» Passage given
In recent weeks, Singer's accountant Steven Masera, former USC women's head coach Ali Khosroshahin, former women's soccer assistant coach Laura Janke and parents Davina and Bruce Isackson signed cooperation agreements.
Donna Heinel, former senior associate athletics director at USC, pleaded not guilty.
The cooperation agreements could complicate the cases of defendants tied to USC, and they could lead to others being charged.
The Wall Street Journal, citing unnamed sources, reported that federal investigators are looking at whether former USC athletics director Pat Haden – whose tenure spanned the time when Khosroshahin and Janke were there – was involved in the cheating and bribery scheme.
Parents might have to pay restitution
In several of the plea agreements made with parents, prosecutors recommended not just prison time but also financial restitution to the Internal Revenue Service or even universities.
One example is Stephen Semprevivo, an executive at the sales company Cydcor, who pleaded guilty last month to charges related to paying a $400,000 bribe to Singer to get his son into Georgetown University as a tennis recruit.
Prosecutors recommended Semprevivo pay an undetermined amount of restitution to cover Georgetown's attorneys fees even though the university is not a party in the case. That's in addition to 18 months of prison and other penalties recommended.
Bruce Isackson, the head of Bay Area real estate firm WP Investments, pleaded guilty in April to charges of paying more than $600,000 in bribes to get his daughters accepted into UCLA and USC as athletic recruits.
The government recommended 37 to 46 months of prison time and restitution payments to the IRS totaling $139,509. The amount is equal to payments Isackson deducted from his taxes as charitable contributions.

» Dataset
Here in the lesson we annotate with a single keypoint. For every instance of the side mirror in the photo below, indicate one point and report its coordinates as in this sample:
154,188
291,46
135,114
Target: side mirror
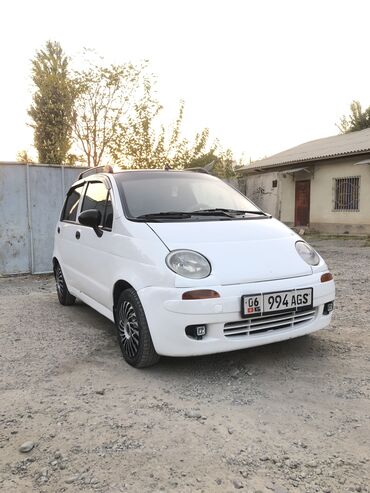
91,218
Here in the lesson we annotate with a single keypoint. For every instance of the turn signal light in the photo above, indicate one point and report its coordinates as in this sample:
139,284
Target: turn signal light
328,276
200,294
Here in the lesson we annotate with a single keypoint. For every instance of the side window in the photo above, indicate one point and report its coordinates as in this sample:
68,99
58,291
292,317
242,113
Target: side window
108,220
98,197
71,205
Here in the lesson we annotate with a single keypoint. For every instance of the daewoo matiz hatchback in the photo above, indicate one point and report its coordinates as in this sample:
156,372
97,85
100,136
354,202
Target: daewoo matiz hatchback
185,265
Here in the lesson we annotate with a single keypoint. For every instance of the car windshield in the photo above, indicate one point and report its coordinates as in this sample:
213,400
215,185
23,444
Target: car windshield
167,195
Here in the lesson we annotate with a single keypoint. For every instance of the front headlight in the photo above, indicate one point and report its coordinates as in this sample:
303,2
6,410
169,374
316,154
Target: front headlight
307,253
187,263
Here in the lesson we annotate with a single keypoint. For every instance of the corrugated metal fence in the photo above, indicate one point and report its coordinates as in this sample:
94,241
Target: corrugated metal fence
31,197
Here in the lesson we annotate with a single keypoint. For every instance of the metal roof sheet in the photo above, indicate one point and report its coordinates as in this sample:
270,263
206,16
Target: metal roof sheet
329,147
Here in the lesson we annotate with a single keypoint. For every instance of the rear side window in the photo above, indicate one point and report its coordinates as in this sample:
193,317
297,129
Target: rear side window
98,197
71,204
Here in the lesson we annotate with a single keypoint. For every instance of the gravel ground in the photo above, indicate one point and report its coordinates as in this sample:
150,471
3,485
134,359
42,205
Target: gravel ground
289,417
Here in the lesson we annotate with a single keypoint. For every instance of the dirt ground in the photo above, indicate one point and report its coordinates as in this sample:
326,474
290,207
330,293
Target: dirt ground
289,417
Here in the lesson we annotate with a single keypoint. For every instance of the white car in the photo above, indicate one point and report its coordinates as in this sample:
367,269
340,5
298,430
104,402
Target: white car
185,265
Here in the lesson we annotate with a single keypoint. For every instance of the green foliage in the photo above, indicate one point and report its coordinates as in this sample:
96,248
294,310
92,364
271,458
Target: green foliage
105,95
51,110
145,142
357,120
23,157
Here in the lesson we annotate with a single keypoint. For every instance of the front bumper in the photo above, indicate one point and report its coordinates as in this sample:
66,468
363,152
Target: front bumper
168,315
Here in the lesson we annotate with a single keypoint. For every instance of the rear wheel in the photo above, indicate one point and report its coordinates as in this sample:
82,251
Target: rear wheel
133,332
64,296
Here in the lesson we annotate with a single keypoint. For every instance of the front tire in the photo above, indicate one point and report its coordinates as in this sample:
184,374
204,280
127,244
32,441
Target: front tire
64,296
133,332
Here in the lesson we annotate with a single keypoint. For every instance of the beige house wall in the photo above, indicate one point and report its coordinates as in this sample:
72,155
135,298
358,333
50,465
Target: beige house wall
259,189
322,213
280,201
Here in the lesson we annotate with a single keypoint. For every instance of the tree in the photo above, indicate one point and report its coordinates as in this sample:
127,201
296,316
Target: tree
218,162
357,120
104,97
145,142
51,110
23,157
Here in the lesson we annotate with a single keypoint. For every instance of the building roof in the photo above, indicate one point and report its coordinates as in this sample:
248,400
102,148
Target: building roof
327,148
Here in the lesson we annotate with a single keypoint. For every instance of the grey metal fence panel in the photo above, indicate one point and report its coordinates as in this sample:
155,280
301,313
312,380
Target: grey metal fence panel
31,198
14,230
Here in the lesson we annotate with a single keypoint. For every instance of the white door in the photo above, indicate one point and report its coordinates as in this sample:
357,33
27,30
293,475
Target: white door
96,262
67,238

» What to do
A. Reproduce the stretch of the admissions bribery passage from "Bruce Isackson, the" through "as athletic recruits.".
B. Condense the paragraph of the admissions bribery passage that begins "Prosecutors recommended Semprevivo pay" into one shorter sentence, keeping its main facts.

» Answers to the exercises
A.
Bruce Isackson, the head of Bay Area real estate firm WP Investments, pleaded guilty in April to charges of paying more than $600,000 in bribes to get his daughters accepted into UCLA and USC as athletic recruits.

B. Prosecutors recommended that Semprevivo get 18 months of prison and other penalties and pay an undetermined amount of restitution covering Georgetown's attorneys fees, even though the university is not a party in the case.